**ТЕКСТ ДЛЯ ЧТЕНИЯ:**
::::

Память не склад информации, а механизм ее регенерирования. В частности, хранящиеся в культуре символы, с одной стороны, несут в себе информацию о контекстах, с другой, для того, чтобы эта информация «проснулась», символ должен быть помещен в какой-либо современный контекст, что неизбежно трансформирует его значение. Таким образом, реконструируемая информация всегда реализуется в контексте игры между языками прошлого и настоящего13.

Работа такого механизма особенно наглядно представлена в пьесах Багровый остров14 и Адам и Ева15. Функциональным аналогом культурной памяти как текстопорождающего механизма в булгаковском художественном мире является различная аппаратура, в которой материализуется нематериальный творческий инструментарий мастера; секрет аппаратуры передается от старшего младшему по цеху16; смысл аппаратуры — в противостоянии разрушительному времени. Различные оптические аппараты не только способствуют развитию событий в фабульном плане, где они являются атрибутами персонажей, но и представляют собой аналоги авторской фантазии как силы, в которой определяющим моментом является специфическое креативное зрение, которое «активируется» утратой и своеобразно возмещает ее, представляя отсутствующее (утраченное) как присутствующее.

Память — категория моделирования мира, его упорядочивания; ее моделирующий характер проявляется в удвоении мира; память — не мир, а его образ, копия, двойник17. Особое место, отведенное в булгаковском сюжете оптике, объясняется необходимостью инструментального удвоения зрения в рефлексии о памяти. Место памяти соотносимо с театром: оно функционирует как оптический прибор, удваивающая и искажающая машина. Удвоения и деформации, которые производит машина памяти, связаны с неизбежным наслоением воображаемого на реальное; возвращение деформирует прошлое, создавая его по образу настоящего. И, наоборот, настоящее пересоздается по старому культурному образцу (Адам и Ева).

::::

**ИСХОДНЫЙ МАТЕРИАЛ:**

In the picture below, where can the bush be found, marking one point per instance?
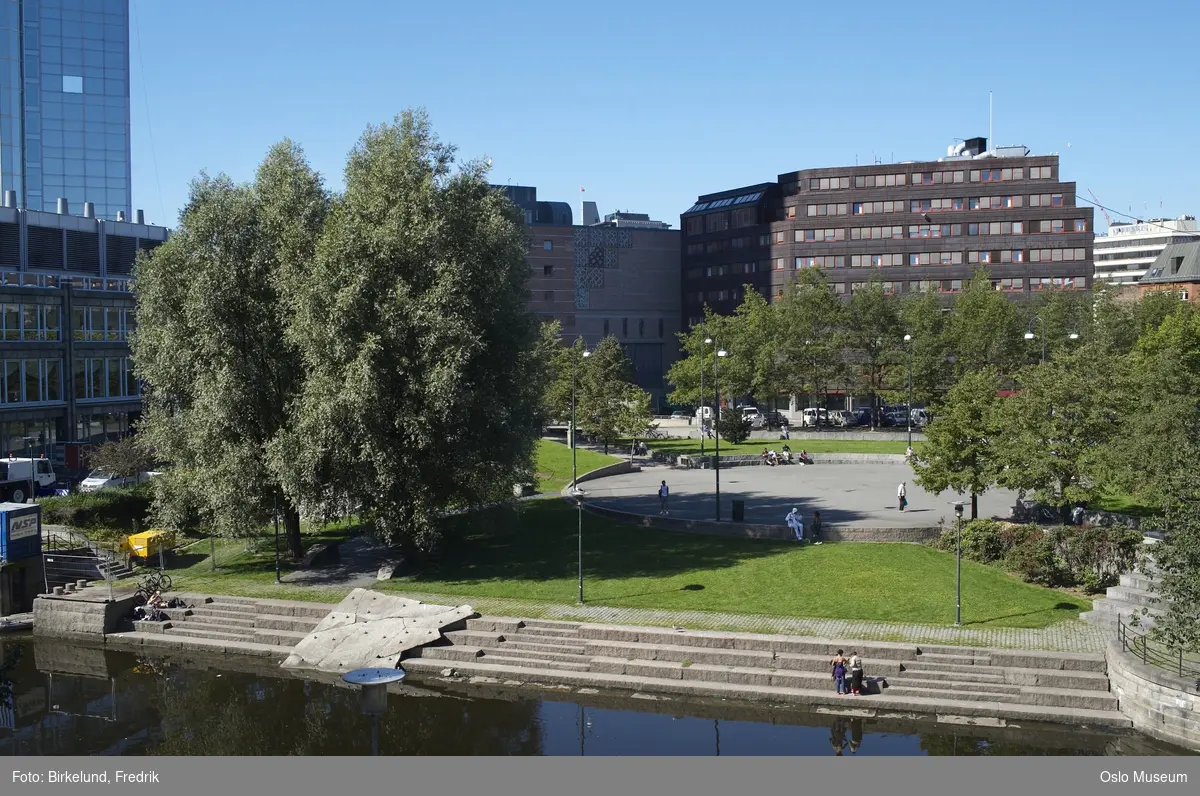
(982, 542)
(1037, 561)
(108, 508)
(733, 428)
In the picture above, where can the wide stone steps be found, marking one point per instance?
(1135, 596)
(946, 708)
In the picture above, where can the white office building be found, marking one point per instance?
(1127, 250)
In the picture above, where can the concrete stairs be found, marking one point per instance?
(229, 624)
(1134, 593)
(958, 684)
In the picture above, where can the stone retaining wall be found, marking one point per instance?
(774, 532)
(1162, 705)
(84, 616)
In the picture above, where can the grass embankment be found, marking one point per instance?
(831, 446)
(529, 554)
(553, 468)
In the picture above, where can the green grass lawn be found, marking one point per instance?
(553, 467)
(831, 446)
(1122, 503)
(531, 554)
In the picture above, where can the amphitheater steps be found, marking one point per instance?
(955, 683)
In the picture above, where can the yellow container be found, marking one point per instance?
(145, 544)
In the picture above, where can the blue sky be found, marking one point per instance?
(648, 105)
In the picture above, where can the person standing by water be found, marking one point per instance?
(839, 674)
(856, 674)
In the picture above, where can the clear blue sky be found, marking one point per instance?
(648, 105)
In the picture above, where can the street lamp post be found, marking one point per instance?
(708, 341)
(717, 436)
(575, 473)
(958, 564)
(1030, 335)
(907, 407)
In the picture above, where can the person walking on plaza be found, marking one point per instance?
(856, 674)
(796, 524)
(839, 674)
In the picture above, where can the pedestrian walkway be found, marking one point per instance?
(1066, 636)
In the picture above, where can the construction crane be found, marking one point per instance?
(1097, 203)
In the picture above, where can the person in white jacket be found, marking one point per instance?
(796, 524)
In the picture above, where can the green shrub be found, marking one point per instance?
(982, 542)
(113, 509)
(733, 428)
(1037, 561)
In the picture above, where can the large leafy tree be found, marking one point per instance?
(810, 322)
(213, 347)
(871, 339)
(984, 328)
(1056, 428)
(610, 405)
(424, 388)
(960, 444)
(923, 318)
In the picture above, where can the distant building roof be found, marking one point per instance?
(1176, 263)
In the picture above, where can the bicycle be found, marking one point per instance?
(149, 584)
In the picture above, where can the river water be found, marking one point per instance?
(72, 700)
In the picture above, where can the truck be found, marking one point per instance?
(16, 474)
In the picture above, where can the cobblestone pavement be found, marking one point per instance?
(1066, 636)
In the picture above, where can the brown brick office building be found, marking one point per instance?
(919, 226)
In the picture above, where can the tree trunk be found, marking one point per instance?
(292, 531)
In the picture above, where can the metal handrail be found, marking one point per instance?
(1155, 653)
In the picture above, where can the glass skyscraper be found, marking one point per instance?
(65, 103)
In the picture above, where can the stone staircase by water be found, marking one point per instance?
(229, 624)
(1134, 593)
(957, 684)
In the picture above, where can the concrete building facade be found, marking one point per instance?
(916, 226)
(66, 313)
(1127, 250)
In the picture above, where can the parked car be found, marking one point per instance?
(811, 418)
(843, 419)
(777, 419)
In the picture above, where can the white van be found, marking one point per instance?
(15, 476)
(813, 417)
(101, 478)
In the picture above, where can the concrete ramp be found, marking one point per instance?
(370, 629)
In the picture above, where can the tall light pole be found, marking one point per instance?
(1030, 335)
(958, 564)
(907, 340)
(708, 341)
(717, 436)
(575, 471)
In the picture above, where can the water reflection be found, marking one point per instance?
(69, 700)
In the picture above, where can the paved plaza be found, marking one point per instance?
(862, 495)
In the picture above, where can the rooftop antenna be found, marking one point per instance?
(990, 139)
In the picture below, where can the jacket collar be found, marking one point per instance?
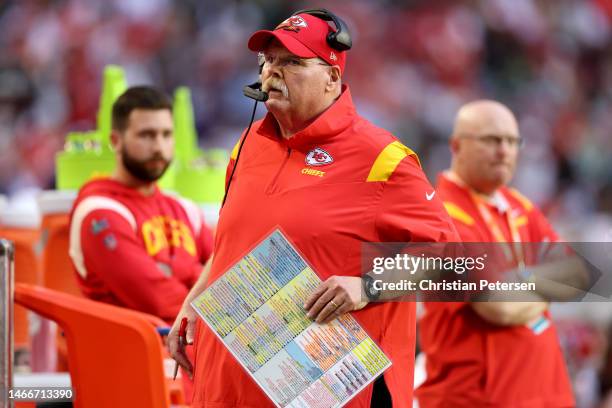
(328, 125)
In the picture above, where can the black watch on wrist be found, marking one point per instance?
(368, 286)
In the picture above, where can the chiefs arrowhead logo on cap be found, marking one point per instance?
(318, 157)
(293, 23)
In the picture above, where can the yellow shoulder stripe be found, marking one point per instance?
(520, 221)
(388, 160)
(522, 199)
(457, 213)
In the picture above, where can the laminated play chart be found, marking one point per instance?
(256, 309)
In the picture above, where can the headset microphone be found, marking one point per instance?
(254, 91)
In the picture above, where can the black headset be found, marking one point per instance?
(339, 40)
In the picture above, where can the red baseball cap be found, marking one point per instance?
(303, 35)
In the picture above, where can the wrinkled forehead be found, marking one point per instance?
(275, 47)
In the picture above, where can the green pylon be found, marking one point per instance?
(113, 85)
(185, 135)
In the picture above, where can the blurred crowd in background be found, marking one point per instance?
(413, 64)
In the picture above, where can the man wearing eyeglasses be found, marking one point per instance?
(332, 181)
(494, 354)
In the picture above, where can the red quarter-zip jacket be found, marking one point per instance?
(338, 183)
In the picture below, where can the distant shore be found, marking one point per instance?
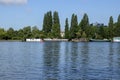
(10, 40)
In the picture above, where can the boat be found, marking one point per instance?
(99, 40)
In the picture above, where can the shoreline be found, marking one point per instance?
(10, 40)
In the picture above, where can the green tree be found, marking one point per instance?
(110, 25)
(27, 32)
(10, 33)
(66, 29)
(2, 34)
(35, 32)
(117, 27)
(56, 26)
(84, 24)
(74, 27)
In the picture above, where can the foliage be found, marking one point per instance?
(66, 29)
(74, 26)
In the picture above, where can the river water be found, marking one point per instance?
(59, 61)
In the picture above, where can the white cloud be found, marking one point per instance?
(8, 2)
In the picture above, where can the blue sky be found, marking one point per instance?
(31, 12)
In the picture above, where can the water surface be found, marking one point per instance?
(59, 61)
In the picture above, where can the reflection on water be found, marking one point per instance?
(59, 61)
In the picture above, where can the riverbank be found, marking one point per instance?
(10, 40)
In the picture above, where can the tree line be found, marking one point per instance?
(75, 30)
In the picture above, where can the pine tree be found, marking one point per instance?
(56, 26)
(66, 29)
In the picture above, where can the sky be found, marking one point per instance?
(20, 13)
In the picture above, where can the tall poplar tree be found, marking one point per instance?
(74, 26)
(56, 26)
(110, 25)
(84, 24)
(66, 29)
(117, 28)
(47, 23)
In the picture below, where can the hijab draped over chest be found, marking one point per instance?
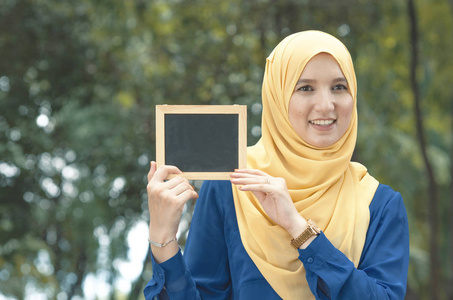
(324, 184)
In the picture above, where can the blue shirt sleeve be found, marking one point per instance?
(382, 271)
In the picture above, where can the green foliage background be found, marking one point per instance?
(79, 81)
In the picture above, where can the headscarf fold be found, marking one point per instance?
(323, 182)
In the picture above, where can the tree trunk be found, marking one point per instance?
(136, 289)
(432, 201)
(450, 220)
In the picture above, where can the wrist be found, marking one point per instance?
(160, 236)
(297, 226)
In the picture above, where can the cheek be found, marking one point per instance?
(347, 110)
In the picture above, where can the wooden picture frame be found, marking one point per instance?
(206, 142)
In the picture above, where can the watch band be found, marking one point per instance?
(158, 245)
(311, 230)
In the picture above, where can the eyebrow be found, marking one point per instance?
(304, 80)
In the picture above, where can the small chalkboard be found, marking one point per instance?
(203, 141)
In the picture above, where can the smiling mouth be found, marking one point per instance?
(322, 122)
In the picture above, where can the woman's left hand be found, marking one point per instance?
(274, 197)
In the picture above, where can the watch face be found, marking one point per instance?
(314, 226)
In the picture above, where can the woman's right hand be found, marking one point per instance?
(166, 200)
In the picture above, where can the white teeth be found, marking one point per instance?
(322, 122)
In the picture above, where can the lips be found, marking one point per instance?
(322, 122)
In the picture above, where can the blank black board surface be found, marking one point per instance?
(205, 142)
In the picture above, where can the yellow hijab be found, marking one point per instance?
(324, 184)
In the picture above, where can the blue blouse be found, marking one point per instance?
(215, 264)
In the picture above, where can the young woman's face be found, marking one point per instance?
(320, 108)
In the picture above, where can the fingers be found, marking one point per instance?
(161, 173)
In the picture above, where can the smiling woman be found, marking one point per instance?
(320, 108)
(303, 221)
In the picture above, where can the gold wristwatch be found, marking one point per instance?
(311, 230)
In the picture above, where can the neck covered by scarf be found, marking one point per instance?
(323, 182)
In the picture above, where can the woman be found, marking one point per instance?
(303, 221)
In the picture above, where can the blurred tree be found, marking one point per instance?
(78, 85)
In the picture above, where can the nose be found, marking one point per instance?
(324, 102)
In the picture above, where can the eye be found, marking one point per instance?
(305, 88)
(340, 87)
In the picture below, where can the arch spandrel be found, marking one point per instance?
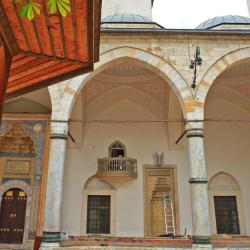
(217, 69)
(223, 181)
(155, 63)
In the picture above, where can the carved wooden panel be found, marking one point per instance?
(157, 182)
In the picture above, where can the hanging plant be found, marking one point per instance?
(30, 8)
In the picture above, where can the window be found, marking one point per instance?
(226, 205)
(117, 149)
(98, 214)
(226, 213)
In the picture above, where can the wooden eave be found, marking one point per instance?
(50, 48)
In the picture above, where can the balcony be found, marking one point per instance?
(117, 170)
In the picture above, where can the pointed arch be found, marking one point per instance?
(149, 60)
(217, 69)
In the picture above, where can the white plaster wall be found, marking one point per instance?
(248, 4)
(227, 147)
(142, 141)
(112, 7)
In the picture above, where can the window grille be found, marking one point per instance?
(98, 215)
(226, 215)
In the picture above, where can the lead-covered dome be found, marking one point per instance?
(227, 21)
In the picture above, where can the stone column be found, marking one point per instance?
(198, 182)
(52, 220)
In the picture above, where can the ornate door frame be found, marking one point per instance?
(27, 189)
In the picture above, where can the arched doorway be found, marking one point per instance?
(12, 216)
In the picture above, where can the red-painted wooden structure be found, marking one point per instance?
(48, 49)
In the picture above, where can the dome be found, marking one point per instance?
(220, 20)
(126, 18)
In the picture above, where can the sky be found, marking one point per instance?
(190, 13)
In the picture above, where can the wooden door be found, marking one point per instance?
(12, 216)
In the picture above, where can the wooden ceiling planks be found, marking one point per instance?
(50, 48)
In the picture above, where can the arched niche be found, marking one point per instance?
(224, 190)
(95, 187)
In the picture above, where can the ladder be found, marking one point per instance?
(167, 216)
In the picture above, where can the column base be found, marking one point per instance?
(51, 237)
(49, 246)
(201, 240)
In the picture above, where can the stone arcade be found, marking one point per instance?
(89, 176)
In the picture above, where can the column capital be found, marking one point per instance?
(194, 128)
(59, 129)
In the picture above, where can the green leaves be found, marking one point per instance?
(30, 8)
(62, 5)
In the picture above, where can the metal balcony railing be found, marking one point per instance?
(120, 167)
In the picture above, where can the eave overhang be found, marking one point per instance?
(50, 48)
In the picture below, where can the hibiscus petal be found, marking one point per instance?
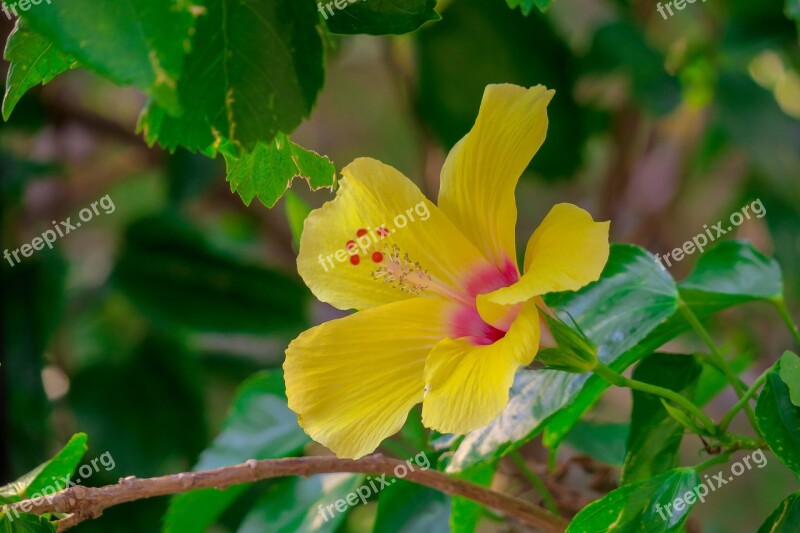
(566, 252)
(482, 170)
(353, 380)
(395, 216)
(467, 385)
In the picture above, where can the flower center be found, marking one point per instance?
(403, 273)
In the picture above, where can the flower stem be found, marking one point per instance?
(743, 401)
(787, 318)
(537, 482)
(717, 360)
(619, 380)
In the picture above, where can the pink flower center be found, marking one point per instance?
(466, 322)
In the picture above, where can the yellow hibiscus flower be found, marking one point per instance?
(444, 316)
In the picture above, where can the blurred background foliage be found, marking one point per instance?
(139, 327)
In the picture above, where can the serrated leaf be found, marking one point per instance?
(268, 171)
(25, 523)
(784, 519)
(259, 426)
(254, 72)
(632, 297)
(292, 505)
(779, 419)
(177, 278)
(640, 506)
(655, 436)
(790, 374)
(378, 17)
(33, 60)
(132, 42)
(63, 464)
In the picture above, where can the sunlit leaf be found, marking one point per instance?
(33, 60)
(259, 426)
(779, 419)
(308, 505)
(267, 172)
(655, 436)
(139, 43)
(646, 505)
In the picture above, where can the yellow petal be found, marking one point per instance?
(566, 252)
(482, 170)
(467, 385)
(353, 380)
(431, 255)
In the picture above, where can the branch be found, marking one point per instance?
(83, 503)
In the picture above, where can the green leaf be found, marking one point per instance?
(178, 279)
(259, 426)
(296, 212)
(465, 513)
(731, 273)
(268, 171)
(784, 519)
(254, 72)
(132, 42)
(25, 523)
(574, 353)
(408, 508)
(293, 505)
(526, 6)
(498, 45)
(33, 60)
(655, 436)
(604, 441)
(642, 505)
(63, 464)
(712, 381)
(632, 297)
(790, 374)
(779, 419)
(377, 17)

::::

**ЗАДАНИЯ И УПРАЖНЕНИЯ:**
(1) С чем в тексте о памяти у Булгакова соотносится место памяти?
(2) Допишите текст о памяти у Булгакова, продолжив его после последнего предложения.

**ОТВЕТЫ К ЗАДАНИЯМ:**
(1) С театром: оно работает как оптический прибор, удваивающая и искажающая машина.

(2)
Зеркало — символический предмет, в котором актуализируется функция памяти. Коррелят зеркала — волшебное «лекарство» (морфий, опиум). Зеркало является и метафорой сновидения. Работа памяти и работа сновидения имеет сходные механизмы (вытеснение, замещение, сгущение, монтаж образов). Память — актуализация утраченного, вытесненного; сон — реактивация прошлых (вытесненных) впечатлений (переживаний). Память — театр теней, зеркало, в котором отражается нечто отсутствующее. В зеркале памяти преодолеваемым расстоянием становится время; посредством зеркальных отражений времена сводятся в одном пространстве, приобретающем свойство панхронности (ср. с пространством музея или библиотеки). Функции зеркала выполняет книга — основное в булгаковском мире «место» памяти и главное сокровище. Панхронное пространство — пространство текста, в котором совмещаются разные хронотопы.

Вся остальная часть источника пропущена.